- Stated exercise a
Pick out every line of the listing that contains the word "black" and copy each one.

I hope you get well soon!
And I'm happy you resisted and didn't get him, I know how hard it must have been.


----------



## popcorndeer (Feb 4, 2013)

yah it was hard leveing him behind he looked so sad


----------



## popcorndeer (Feb 4, 2013)

i think my snail died


----------



## Laki (Aug 24, 2011)

If your snail died you will smell it first. Dead snails STINK.


----------



## Alcemistnv (Jan 29, 2012)

*is so glad she hates snails and therefore will never have one*


----------



## popcorndeer (Feb 4, 2013)

yah sorry he must have ben sleeping hes alive sorry about that


----------



## rubinthebetta (Oct 9, 2012)

It's fine. BTW, it's great that you're going to get bigger tanks. I'm sure it will make your fish happier, and it will be easier on you, too.


----------



## popcorndeer (Feb 4, 2013)

i want to start a planted tank for kitty


----------



## Bombalurina (Oct 10, 2011)

That sounds like a good idea.  Spend the money on the heaters and larger tanks first, though. 

Have you filled up the other tanks as well?


----------



## popcorndeer (Feb 4, 2013)

yes and turkey had a water change today!

now iam thinking hes a girl anyway my friend might come over tomorow and help me clean the girls tank and kittys tank


----------



## Bombalurina (Oct 10, 2011)

Sounds good!


----------



## bettacrazygirl86 (Jan 21, 2013)

popcorndeer said:


> yes and turkey had a water change today!
> 
> now iam thinking hes a girl anyway my friend might come over tomorow and help me clean the girls tank and kittys tank


If you can give us a good picture of him, I'm sure we can tell you whether he's a girl or a boy.


----------



## popcorndeer (Feb 4, 2013)

ok


----------

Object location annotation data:
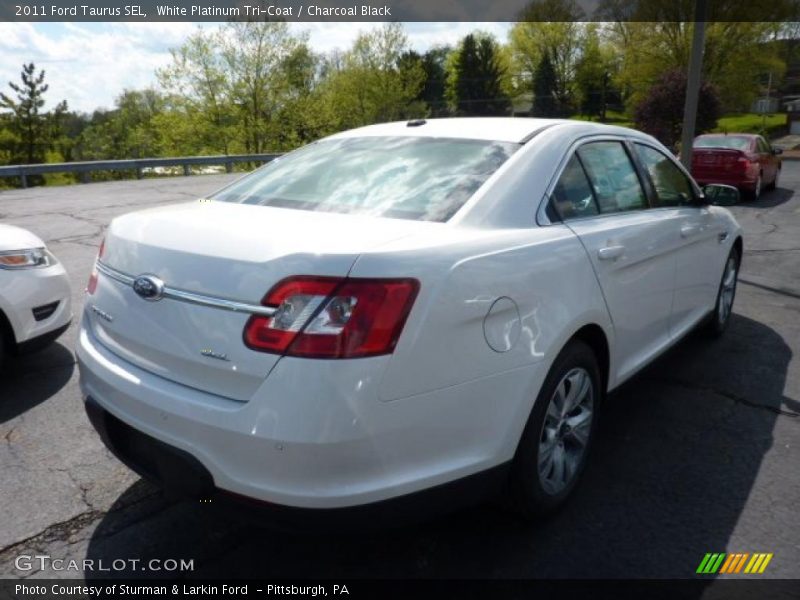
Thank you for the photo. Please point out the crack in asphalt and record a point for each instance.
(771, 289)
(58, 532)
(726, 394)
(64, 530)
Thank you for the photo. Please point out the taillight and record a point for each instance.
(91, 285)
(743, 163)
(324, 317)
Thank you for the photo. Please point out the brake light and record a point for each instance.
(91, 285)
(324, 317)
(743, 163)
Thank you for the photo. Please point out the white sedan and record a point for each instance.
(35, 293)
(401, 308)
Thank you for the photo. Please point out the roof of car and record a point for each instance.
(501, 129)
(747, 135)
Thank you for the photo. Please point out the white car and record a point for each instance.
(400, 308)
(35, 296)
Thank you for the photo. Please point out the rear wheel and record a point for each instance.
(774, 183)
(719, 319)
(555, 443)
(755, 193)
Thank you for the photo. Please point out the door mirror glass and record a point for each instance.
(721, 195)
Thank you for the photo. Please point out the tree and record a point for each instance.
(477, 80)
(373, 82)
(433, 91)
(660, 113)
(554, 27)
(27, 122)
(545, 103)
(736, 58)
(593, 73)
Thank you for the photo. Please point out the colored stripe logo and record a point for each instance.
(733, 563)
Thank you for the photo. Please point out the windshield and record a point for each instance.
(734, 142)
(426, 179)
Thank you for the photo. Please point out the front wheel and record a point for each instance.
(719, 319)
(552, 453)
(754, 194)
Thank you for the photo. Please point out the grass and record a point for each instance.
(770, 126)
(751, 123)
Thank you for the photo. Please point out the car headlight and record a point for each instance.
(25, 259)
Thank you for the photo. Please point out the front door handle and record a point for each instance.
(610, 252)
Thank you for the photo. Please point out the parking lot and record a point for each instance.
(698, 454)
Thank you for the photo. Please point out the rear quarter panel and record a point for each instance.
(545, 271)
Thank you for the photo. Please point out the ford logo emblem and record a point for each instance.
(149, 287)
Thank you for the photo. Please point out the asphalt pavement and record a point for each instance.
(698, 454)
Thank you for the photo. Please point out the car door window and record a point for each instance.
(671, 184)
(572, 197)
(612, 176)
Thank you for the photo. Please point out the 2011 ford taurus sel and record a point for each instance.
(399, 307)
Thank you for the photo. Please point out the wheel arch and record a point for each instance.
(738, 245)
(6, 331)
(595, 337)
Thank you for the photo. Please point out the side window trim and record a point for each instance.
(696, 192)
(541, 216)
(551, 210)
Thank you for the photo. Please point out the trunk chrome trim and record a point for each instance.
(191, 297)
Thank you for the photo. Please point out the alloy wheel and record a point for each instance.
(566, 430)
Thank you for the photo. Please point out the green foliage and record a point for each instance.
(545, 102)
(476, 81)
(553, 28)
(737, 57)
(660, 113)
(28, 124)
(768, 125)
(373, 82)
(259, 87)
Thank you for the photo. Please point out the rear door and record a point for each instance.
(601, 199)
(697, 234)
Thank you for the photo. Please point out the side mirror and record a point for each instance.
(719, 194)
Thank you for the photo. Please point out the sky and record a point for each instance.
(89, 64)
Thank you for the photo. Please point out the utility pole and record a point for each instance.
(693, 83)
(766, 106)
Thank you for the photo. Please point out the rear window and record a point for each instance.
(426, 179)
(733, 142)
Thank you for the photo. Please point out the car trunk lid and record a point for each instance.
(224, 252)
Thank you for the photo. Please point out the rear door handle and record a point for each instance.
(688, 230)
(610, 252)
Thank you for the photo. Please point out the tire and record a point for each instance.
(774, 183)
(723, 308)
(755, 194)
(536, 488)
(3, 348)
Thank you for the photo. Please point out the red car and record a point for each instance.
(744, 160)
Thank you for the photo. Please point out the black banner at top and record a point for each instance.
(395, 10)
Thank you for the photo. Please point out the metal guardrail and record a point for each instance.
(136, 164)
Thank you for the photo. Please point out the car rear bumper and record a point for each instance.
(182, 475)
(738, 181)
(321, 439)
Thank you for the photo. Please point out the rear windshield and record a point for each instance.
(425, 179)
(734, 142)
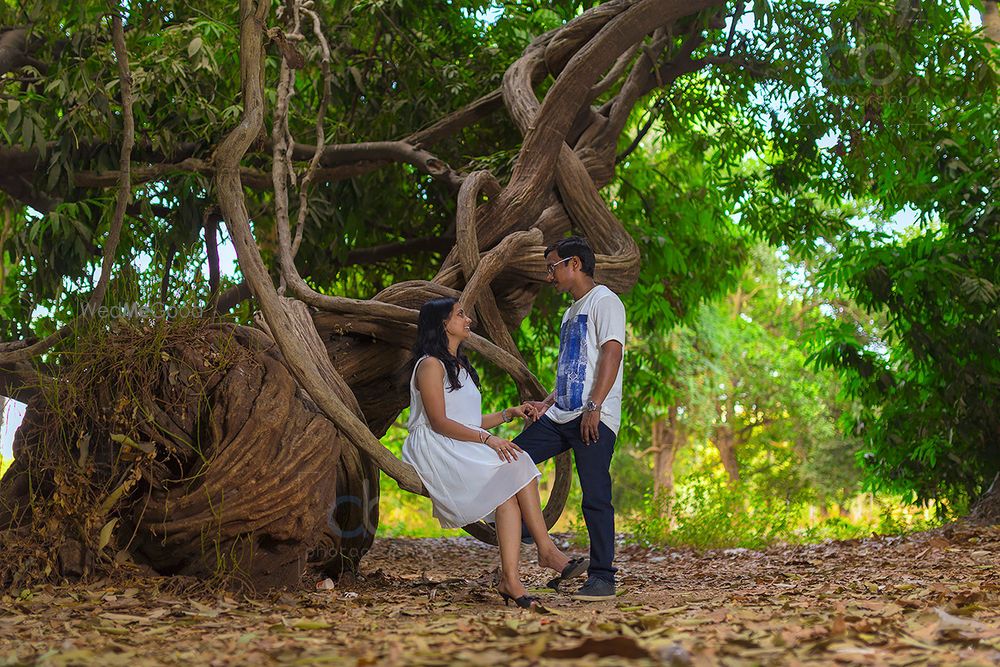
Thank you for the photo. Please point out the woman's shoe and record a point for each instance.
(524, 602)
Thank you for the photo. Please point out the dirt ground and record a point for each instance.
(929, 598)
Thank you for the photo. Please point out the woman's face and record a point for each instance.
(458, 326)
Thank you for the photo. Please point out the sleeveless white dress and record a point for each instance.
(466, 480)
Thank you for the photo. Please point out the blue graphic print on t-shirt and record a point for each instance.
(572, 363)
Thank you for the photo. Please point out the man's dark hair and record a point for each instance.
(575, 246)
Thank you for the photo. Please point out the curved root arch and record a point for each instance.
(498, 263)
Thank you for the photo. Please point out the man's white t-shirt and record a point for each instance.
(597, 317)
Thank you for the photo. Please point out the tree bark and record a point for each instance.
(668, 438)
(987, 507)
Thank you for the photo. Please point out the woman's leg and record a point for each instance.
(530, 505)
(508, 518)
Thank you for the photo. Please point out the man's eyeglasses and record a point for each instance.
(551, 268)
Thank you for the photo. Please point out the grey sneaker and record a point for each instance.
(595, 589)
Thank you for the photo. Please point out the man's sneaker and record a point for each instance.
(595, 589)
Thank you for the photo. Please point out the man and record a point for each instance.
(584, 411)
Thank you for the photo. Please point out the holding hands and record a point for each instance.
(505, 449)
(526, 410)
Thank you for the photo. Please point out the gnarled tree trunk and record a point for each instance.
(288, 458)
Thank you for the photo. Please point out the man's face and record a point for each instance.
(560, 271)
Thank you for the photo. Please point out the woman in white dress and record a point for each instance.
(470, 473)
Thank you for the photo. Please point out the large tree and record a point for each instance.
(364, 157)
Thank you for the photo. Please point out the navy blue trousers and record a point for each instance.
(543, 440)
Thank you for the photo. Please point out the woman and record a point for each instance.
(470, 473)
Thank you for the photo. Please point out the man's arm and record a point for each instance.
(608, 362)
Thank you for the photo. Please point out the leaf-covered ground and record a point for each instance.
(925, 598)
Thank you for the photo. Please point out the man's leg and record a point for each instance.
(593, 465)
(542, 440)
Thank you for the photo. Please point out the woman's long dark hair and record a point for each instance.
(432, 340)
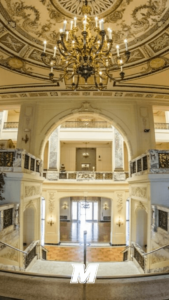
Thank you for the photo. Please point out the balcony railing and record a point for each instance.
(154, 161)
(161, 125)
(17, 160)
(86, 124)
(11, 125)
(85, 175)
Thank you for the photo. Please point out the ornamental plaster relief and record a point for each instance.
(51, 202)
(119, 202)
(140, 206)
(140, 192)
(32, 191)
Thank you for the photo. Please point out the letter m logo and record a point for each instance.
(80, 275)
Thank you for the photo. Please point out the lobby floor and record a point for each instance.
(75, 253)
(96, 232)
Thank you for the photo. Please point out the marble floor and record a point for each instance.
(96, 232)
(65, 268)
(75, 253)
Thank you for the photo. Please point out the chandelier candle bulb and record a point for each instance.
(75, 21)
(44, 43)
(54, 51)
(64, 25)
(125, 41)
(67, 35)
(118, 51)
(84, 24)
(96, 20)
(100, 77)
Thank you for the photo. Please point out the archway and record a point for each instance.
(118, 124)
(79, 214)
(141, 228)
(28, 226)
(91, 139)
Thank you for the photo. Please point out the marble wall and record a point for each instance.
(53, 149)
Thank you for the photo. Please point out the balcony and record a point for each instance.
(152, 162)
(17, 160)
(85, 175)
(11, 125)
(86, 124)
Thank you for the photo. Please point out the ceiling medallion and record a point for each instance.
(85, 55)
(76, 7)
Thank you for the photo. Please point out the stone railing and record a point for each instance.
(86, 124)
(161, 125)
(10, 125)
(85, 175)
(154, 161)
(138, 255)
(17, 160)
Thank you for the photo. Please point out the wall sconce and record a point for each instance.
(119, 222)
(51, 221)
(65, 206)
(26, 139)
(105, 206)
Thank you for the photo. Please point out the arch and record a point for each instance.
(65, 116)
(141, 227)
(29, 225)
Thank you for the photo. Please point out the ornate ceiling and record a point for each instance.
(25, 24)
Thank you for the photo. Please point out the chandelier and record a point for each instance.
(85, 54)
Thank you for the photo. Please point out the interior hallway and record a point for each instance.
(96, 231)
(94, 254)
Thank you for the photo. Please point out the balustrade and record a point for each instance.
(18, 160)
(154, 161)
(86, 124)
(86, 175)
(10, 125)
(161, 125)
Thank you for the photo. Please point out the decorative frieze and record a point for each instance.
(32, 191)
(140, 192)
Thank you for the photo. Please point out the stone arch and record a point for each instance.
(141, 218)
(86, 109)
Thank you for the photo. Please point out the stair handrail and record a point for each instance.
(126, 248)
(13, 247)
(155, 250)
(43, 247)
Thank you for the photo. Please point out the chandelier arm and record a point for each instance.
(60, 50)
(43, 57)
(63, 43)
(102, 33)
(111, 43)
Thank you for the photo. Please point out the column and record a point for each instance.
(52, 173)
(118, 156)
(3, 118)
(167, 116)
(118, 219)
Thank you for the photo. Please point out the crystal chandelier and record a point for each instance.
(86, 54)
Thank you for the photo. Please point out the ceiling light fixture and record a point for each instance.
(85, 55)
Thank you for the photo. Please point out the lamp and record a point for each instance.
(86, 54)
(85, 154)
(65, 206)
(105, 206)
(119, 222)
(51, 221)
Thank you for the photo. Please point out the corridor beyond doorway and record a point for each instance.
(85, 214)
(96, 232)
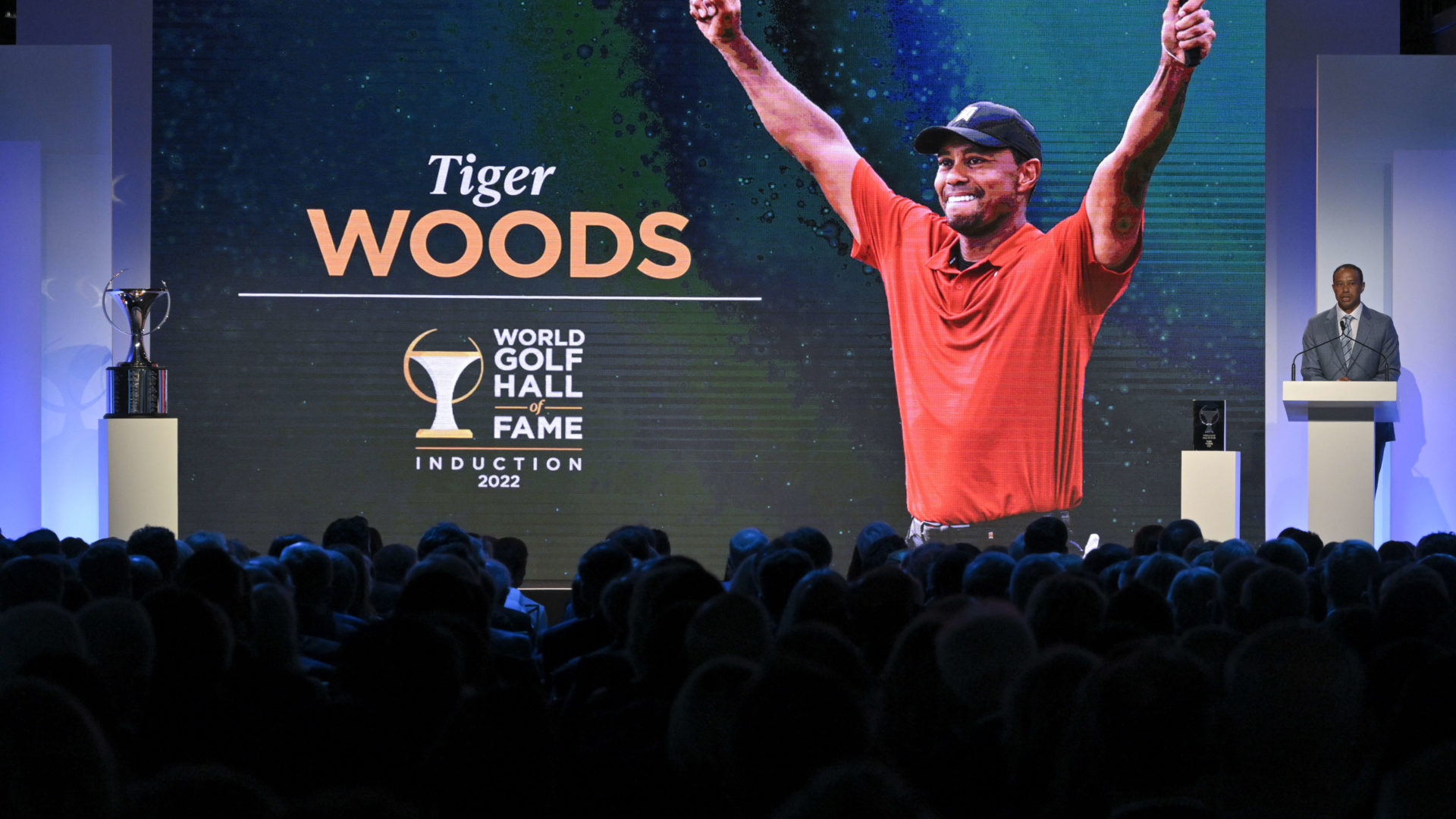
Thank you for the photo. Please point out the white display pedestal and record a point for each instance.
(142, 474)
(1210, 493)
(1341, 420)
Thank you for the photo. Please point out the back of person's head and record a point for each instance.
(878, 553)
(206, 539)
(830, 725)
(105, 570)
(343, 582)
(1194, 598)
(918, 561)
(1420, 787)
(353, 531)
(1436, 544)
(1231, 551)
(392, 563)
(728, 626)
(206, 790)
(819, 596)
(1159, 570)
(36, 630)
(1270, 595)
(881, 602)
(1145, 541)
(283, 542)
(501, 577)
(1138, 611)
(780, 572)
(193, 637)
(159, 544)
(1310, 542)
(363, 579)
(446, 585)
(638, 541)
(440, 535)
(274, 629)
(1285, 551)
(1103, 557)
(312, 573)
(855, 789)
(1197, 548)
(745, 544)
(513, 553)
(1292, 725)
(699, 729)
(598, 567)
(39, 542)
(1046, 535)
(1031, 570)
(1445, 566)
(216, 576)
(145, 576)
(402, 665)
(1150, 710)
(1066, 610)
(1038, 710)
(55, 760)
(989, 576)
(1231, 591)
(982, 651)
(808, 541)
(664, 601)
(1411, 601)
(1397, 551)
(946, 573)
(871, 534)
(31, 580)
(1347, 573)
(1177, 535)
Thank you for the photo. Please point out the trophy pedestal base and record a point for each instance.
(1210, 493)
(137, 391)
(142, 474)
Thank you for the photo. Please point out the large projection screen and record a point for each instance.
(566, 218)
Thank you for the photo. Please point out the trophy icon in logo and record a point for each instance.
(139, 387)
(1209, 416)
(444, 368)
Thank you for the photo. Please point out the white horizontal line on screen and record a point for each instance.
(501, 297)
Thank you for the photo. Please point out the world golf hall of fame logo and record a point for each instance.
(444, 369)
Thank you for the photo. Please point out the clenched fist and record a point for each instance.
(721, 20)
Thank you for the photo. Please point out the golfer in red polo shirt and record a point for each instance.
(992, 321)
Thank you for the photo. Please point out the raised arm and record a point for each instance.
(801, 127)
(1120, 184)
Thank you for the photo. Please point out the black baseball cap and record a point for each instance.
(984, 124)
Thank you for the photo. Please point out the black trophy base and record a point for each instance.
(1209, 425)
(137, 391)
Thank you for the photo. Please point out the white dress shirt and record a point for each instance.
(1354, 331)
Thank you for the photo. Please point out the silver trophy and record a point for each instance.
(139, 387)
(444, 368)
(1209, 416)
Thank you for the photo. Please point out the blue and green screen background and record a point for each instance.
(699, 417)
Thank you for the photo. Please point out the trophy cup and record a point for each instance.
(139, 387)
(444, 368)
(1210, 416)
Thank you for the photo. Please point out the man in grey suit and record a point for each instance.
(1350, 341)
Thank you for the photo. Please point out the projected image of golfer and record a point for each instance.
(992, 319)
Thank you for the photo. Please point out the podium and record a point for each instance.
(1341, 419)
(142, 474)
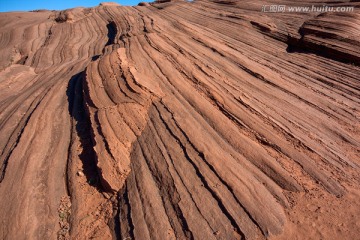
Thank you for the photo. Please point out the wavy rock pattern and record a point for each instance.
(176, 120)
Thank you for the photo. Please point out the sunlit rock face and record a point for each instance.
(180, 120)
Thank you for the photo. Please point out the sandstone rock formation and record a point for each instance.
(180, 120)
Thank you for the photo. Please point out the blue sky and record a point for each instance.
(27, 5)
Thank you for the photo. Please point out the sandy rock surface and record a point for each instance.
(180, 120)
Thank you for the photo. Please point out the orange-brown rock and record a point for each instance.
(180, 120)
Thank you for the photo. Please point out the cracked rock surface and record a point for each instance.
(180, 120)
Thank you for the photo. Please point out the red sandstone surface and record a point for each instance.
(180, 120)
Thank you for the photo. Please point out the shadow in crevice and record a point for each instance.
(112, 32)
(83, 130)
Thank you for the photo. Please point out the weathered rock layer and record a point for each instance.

- Stated exercise b
In the forum thread, what does Bombalurina advise spending the money on first?

- Expected answer a
Thank you for the photo. Please point out the black banner at top and record a point for each instance.
Thank you for the photo. Please point out the black baseball cap and record a point for each instance.
Thank you for the photo. Please point out the black trophy base and record a point for each instance.

- Expected answer b
The heaters and larger tanks.